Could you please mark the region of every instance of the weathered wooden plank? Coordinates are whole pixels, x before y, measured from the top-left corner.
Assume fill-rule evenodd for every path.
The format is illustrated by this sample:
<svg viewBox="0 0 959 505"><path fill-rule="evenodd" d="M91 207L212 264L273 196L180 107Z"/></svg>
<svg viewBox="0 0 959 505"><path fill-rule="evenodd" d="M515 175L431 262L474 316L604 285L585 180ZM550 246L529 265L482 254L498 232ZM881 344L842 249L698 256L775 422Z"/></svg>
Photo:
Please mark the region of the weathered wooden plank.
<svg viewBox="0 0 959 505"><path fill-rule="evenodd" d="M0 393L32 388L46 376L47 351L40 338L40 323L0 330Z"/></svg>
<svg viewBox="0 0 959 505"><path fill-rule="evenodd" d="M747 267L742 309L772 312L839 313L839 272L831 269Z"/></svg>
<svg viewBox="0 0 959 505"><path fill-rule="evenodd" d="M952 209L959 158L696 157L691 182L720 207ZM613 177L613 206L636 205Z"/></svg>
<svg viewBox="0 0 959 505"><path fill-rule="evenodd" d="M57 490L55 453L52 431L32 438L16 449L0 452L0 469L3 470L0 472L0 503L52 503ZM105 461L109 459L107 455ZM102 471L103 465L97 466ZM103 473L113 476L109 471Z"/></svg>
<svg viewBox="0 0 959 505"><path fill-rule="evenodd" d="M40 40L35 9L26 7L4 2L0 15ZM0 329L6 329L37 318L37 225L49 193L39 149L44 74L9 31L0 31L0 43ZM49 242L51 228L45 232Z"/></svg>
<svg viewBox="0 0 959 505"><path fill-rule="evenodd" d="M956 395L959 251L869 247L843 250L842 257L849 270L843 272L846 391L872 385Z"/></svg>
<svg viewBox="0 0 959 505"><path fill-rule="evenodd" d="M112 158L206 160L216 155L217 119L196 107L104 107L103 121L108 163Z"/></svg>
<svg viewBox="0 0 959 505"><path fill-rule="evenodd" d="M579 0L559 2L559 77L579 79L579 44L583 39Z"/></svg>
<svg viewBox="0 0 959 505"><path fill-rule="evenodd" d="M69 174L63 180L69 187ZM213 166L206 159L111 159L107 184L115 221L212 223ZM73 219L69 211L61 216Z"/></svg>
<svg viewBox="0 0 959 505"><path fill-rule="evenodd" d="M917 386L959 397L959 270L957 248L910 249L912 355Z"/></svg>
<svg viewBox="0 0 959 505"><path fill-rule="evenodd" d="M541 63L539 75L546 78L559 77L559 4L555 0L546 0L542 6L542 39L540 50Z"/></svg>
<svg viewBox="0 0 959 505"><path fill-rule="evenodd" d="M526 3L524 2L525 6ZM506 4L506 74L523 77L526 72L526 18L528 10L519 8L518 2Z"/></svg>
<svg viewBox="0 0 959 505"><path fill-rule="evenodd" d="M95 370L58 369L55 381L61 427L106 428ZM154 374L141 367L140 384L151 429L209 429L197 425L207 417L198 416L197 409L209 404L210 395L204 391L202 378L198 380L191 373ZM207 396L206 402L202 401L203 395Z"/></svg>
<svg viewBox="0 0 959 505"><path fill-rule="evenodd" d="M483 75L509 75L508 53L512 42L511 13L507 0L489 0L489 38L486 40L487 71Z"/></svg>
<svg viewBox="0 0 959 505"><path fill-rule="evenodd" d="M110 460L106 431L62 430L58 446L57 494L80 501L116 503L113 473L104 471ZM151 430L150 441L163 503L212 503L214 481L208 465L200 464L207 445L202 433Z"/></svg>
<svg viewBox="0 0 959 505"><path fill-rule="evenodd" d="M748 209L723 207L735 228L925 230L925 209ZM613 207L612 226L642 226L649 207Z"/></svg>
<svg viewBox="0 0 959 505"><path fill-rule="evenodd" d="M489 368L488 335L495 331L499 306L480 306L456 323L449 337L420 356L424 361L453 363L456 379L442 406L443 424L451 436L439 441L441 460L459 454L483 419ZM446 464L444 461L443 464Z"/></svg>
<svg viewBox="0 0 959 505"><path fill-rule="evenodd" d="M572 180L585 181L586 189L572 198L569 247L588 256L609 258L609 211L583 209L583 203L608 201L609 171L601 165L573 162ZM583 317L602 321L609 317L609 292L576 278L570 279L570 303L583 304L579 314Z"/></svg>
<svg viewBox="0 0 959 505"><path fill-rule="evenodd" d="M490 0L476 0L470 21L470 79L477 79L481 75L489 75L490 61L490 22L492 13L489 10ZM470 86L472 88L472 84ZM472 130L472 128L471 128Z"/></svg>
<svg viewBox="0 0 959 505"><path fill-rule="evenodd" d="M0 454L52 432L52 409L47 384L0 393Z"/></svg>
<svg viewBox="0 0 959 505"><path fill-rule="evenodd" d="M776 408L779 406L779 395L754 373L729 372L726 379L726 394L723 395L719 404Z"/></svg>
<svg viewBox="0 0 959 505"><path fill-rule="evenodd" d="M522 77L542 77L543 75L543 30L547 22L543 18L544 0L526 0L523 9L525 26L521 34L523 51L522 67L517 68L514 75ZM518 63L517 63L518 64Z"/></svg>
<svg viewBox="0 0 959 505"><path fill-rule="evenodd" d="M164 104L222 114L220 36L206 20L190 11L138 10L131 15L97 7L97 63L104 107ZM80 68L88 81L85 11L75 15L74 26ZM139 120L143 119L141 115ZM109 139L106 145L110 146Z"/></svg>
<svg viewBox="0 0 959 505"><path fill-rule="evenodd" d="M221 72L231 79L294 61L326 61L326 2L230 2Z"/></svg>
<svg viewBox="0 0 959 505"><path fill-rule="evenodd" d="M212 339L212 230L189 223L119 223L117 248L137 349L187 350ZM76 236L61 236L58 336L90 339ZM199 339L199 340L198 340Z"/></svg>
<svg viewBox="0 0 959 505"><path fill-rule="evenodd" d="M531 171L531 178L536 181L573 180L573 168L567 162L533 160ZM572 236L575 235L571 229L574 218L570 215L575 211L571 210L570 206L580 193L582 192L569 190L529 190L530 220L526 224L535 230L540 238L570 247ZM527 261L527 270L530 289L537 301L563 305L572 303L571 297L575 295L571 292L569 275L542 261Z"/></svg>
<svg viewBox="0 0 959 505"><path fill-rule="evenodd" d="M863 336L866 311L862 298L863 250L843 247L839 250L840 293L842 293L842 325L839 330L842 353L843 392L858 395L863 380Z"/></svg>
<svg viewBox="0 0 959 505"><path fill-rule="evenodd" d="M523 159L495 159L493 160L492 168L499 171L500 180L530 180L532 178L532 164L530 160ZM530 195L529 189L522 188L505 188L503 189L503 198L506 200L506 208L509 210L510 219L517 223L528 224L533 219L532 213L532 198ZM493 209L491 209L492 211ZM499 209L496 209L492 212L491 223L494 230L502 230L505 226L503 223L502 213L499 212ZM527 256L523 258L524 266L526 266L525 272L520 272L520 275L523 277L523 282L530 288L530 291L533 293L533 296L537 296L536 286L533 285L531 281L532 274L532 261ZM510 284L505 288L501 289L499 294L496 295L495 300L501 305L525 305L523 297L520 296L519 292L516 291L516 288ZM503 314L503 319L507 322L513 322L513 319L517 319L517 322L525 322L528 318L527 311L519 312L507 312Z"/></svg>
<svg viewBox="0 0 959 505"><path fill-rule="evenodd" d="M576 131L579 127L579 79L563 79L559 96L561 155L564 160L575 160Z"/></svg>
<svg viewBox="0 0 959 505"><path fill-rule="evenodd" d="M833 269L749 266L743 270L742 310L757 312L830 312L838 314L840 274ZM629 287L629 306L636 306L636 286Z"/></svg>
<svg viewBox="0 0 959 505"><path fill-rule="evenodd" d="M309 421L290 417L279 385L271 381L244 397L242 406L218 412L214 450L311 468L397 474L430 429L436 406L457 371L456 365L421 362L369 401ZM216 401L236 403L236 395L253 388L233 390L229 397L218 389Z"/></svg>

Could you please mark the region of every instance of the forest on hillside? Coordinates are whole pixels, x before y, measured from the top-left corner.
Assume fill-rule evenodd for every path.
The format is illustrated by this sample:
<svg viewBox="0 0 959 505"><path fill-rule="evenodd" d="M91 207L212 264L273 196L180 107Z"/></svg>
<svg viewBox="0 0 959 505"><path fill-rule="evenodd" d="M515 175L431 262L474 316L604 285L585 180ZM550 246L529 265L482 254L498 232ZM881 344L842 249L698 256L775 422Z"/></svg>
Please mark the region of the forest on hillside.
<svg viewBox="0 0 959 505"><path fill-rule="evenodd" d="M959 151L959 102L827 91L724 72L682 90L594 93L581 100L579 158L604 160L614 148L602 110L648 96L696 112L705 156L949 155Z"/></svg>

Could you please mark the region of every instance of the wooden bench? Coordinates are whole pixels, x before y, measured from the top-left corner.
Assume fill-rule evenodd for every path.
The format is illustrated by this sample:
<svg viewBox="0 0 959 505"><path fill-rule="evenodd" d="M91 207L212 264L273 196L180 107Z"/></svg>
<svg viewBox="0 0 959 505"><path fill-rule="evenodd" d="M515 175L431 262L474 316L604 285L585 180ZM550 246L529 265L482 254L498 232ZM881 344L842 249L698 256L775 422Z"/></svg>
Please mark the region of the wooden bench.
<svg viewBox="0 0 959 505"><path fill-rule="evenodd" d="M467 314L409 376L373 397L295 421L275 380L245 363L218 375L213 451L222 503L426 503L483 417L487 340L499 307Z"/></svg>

--- About this exercise ---
Each line from the one containing "forest on hillside?" through the last line of the entries is to be copied exactly, with no other lines added.

--- Response below ---
Could you please mark the region of every instance of the forest on hillside? Coordinates are whole pixels, x before y, measured from the top-left corner.
Assume fill-rule evenodd for every path.
The format is illustrated by this sample:
<svg viewBox="0 0 959 505"><path fill-rule="evenodd" d="M91 207L212 264L273 196L180 107Z"/></svg>
<svg viewBox="0 0 959 505"><path fill-rule="evenodd" d="M515 175L431 262L474 316L604 285L585 180ZM550 246L529 265L482 254L498 232ZM881 344L842 249L698 256L775 422Z"/></svg>
Please mark the region of the forest on hillside.
<svg viewBox="0 0 959 505"><path fill-rule="evenodd" d="M959 151L959 102L827 91L724 72L682 90L594 93L581 100L579 158L604 160L614 148L602 110L648 96L696 112L705 156L949 155Z"/></svg>

Could you please mark the region of every instance of the wooden bench? Coordinates are whole pixels, x before y, measured from the top-left corner.
Assume fill-rule evenodd for every path.
The format is illustrated by this sample:
<svg viewBox="0 0 959 505"><path fill-rule="evenodd" d="M91 207L212 264L273 196L180 107Z"/></svg>
<svg viewBox="0 0 959 505"><path fill-rule="evenodd" d="M515 175L431 262L474 316L604 285L585 180ZM550 246L529 265L482 254L498 232ZM881 344L842 249L698 256L775 422Z"/></svg>
Please mark the region of the wooden bench.
<svg viewBox="0 0 959 505"><path fill-rule="evenodd" d="M467 314L409 376L373 397L295 421L275 380L245 363L218 375L213 451L222 503L426 503L483 417L487 340L499 307Z"/></svg>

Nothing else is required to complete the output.